- **EXERCISE DESCRIPTION**
List every line below that contains the word "front".

- **DATASET RECORDS**
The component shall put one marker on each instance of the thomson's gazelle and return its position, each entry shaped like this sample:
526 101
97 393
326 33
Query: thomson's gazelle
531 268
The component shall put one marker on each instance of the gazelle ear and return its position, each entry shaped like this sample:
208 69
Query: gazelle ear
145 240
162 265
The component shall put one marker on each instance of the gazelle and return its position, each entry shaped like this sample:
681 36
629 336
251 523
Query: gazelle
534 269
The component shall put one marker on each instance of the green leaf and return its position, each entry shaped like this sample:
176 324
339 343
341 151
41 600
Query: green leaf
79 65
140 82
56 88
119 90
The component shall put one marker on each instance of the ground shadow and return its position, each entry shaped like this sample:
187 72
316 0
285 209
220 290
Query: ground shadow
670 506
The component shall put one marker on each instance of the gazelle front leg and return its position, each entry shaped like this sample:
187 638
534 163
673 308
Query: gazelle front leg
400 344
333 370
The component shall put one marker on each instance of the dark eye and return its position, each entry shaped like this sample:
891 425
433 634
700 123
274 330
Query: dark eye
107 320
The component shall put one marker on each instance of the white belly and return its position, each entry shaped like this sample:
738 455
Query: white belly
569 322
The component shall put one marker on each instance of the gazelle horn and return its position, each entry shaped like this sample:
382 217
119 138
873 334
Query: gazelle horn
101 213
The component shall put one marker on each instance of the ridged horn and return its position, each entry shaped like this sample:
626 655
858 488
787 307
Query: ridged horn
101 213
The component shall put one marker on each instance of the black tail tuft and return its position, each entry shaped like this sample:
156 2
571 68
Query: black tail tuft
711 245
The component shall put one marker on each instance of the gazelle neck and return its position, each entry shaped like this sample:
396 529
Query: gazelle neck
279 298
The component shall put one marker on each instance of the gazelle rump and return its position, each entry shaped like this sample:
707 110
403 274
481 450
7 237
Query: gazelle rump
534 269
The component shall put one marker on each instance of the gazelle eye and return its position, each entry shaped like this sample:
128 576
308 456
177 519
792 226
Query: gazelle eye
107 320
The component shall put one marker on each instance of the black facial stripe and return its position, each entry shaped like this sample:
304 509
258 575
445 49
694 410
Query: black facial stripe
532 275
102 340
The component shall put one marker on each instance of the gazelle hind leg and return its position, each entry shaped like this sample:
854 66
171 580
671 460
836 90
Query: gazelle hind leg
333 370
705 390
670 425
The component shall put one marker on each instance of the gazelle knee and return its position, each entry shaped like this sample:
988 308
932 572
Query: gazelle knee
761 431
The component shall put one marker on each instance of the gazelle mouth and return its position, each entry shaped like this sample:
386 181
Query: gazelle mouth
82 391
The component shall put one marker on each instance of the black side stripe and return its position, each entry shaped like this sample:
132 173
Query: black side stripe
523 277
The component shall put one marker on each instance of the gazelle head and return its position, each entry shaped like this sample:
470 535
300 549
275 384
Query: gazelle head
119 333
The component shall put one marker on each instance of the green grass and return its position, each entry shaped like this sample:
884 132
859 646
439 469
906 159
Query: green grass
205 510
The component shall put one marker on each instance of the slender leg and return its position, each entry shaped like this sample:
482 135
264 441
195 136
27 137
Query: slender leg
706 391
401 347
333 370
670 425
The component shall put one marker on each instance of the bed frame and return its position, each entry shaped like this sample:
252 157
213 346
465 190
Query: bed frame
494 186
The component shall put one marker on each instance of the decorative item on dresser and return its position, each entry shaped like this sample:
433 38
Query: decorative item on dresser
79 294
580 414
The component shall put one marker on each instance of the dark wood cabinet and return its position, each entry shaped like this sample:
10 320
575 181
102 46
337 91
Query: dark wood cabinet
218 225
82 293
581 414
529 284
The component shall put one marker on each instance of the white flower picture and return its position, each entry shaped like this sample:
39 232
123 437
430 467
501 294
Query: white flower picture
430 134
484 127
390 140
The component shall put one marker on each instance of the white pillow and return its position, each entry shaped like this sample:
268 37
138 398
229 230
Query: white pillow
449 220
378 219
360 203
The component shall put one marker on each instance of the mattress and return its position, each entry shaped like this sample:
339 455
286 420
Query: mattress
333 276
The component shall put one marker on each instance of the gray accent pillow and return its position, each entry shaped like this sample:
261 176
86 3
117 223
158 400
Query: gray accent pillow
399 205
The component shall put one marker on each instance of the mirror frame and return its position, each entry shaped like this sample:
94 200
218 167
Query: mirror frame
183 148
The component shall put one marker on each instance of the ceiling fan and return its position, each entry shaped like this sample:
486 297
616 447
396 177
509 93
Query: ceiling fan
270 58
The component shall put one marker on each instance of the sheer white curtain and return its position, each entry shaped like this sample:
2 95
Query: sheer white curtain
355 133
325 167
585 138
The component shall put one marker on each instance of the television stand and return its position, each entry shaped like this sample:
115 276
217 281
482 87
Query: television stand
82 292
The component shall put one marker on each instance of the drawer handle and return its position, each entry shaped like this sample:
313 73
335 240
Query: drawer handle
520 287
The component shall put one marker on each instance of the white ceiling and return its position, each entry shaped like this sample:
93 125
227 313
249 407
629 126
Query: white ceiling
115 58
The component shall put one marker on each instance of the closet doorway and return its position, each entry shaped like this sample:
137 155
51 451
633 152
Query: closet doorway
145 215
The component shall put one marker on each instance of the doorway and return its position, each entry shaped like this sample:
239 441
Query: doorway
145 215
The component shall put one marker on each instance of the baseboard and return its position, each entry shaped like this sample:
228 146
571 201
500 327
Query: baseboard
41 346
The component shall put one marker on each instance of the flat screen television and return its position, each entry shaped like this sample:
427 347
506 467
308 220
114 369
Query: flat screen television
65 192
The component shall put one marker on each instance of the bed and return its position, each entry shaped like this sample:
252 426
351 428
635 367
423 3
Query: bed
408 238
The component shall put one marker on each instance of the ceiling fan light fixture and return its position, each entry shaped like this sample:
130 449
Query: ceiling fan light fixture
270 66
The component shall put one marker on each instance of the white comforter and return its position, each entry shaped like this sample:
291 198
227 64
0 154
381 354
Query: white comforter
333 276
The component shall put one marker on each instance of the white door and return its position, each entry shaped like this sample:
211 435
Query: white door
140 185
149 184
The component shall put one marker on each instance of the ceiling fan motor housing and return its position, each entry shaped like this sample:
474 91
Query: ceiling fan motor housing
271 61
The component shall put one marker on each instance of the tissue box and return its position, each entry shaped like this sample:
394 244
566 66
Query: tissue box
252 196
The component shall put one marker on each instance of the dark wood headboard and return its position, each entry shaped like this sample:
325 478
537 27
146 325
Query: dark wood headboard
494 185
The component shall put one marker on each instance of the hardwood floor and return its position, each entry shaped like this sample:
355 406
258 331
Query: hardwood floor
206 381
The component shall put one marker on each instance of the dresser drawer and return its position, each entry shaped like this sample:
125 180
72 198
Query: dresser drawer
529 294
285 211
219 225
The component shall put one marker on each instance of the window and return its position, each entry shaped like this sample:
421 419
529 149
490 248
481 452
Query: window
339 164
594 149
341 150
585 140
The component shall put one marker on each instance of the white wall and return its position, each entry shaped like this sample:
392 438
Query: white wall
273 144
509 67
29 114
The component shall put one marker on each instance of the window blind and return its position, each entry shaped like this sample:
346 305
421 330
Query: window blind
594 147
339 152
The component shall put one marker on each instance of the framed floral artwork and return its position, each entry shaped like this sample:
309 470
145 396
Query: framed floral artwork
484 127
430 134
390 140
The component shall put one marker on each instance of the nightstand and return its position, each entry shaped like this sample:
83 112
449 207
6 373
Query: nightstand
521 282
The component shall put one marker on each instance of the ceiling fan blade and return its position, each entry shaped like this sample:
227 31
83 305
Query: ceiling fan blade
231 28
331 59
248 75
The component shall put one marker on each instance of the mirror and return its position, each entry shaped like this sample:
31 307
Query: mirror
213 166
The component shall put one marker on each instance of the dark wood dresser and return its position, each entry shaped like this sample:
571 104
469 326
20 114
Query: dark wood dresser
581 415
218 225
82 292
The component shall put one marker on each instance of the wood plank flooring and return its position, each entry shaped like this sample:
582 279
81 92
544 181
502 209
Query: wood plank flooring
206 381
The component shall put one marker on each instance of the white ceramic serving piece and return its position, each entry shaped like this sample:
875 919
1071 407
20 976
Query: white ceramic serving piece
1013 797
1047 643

---

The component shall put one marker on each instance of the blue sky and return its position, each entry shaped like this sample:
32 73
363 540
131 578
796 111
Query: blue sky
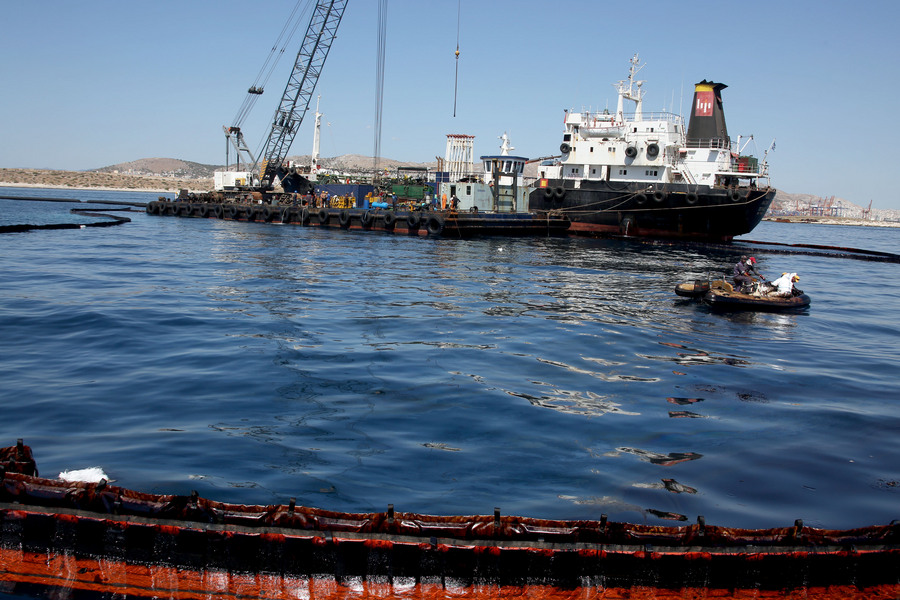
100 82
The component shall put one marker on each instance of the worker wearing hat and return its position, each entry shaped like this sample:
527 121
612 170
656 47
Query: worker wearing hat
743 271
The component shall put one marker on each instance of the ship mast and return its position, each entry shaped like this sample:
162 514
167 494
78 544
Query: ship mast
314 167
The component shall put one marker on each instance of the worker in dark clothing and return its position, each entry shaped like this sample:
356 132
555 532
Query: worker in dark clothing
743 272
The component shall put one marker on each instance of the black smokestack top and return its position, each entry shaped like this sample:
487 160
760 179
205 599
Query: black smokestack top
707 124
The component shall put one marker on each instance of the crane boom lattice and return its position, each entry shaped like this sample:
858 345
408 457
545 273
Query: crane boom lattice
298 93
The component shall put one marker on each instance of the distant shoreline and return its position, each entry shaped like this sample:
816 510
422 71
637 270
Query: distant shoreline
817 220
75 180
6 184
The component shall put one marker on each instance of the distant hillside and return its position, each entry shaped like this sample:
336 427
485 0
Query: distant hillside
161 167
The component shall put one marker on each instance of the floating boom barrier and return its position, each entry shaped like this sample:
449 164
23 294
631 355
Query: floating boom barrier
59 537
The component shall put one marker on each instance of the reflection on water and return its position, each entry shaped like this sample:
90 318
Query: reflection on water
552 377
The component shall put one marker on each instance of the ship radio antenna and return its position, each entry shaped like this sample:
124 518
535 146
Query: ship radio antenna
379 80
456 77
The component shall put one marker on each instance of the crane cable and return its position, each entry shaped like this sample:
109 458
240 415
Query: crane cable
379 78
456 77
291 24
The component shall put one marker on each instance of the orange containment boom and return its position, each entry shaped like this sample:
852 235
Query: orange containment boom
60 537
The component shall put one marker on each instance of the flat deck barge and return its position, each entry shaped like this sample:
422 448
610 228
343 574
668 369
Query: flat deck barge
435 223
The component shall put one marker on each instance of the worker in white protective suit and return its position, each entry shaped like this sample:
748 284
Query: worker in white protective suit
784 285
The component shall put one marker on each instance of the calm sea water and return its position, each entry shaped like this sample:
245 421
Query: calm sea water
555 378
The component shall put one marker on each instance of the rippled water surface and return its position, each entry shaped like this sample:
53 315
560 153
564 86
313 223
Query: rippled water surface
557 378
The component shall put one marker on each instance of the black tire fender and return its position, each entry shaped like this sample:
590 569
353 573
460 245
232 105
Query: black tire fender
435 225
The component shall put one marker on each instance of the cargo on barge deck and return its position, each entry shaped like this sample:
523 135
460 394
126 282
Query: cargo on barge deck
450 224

- **TASK RESPONSE**
The component shall put one marker on each instance of the gazelle front leg and return its position, each entry shaped like this sample:
Query: gazelle front leg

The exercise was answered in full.